- _SOAL YANG DIBERIKAN A_
Tuliskan kembali semua baris catatan di bawah, mulai dari baris yang memuat "of the green" sampai akhir catatan, termasuk permintaannya, dan hanya bagian itu. Setiap koordinat titik pada jawaban dikalikan 1,75 lalu dibulatkan ke bilangan bulat, dengan nilai setengah dibulatkan ke atas, sedangkan angka pada permintaan dan contoh formatnya dibiarkan tetap.

- _KUTIPAN YANG DISEDIAKAN_
#####

Asas manfaat menjadi tolok ukur dalam perilaku ekonomi mereka. Kejujuran,
amanah, baik hati dan sebagainya hanya dilakukaan saat terdapat manfaat materi
di dalamnya. Ekonom kapitalis yang jujur hanya dilatarbelakangi oleh
kepentingan meraup keuntungan materi. Mereka bersikap profesional juga karena
manfaat materi. Mereka tidak melakukan penipuan karena takut kehilangan
pelanggan yang merasa tertipu.
Kenyataannya
moral memang bersifat universal. Pembeli akan merasa kecewa jika tertipu atau
majikan akan merasa sakit hati jika pekerja malas bekerja dan sebagainya.
Secara universal, siapapun tidak akan senang jika diperlakukan secara a-moral.
Namun demikian, etika atau moral yang universal semacam ini adalah semu dan
sementara. Moral akan dijunjung tinggi saat mendatangkan manfaat dan keuntungan
materi. Sebaliknya, ketika dirasakan tidak perlu lagi, maka moral akan
ditinggalkan. Moral akan berubah menjadi karakter menghalalkan segala cara (machiavelisme)
dalam berperilaku ekonomi.

#####

Catatan dataset tentang lokasi objek

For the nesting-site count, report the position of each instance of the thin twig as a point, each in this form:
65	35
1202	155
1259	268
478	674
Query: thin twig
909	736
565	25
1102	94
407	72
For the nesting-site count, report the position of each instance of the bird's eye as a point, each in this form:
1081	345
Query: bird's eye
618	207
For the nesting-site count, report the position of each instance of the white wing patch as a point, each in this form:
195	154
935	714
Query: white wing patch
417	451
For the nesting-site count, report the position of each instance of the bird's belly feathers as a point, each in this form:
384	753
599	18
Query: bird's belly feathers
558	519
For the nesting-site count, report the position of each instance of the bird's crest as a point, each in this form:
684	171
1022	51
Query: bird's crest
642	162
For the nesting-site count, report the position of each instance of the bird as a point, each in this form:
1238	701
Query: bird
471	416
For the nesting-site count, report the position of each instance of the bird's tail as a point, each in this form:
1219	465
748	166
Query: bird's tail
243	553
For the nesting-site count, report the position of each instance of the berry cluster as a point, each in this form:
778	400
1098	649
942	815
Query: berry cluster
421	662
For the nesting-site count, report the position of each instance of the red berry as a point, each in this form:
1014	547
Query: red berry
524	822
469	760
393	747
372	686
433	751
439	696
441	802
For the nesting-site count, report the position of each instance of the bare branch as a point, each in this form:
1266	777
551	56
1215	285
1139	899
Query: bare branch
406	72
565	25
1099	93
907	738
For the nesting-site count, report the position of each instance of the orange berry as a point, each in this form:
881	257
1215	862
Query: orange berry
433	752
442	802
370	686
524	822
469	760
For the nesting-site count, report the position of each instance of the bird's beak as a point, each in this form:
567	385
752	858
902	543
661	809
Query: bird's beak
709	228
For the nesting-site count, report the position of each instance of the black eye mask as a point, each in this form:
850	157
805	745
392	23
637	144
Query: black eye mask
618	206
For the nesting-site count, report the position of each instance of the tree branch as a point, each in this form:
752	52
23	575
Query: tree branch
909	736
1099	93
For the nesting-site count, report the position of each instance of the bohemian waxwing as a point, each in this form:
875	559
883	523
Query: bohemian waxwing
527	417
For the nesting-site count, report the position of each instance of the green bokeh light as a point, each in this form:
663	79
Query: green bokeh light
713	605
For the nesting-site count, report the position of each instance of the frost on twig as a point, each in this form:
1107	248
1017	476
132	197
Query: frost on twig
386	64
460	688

#####

- _SOAL YANG DIBERIKAN B_
Salin ulang seluruh kutipan tentang moral dalam perilaku ekonomi kapitalis di atas tanpa mengubah apa pun.

- _JAWABAN TUGAS A_
For the nesting-site count, report the position of each instance of the green bokeh light as a point, each in this form:
663	79
Query: green bokeh light
1248	1059
For the nesting-site count, report the position of each instance of the frost on twig as a point, each in this form:
1107	248
1017	476
132	197
Query: frost on twig
676	112
805	1204

- _JAWABAN TUGAS B_
Asas manfaat menjadi tolok ukur dalam perilaku ekonomi mereka. Kejujuran,
amanah, baik hati dan sebagainya hanya dilakukaan saat terdapat manfaat materi
di dalamnya. Ekonom kapitalis yang jujur hanya dilatarbelakangi oleh
kepentingan meraup keuntungan materi. Mereka bersikap profesional juga karena
manfaat materi. Mereka tidak melakukan penipuan karena takut kehilangan
pelanggan yang merasa tertipu.
Kenyataannya
moral memang bersifat universal. Pembeli akan merasa kecewa jika tertipu atau
majikan akan merasa sakit hati jika pekerja malas bekerja dan sebagainya.
Secara universal, siapapun tidak akan senang jika diperlakukan secara a-moral.
Namun demikian, etika atau moral yang universal semacam ini adalah semu dan
sementara. Moral akan dijunjung tinggi saat mendatangkan manfaat dan keuntungan
materi. Sebaliknya, ketika dirasakan tidak perlu lagi, maka moral akan
ditinggalkan. Moral akan berubah menjadi karakter menghalalkan segala cara (machiavelisme)
dalam berperilaku ekonomi.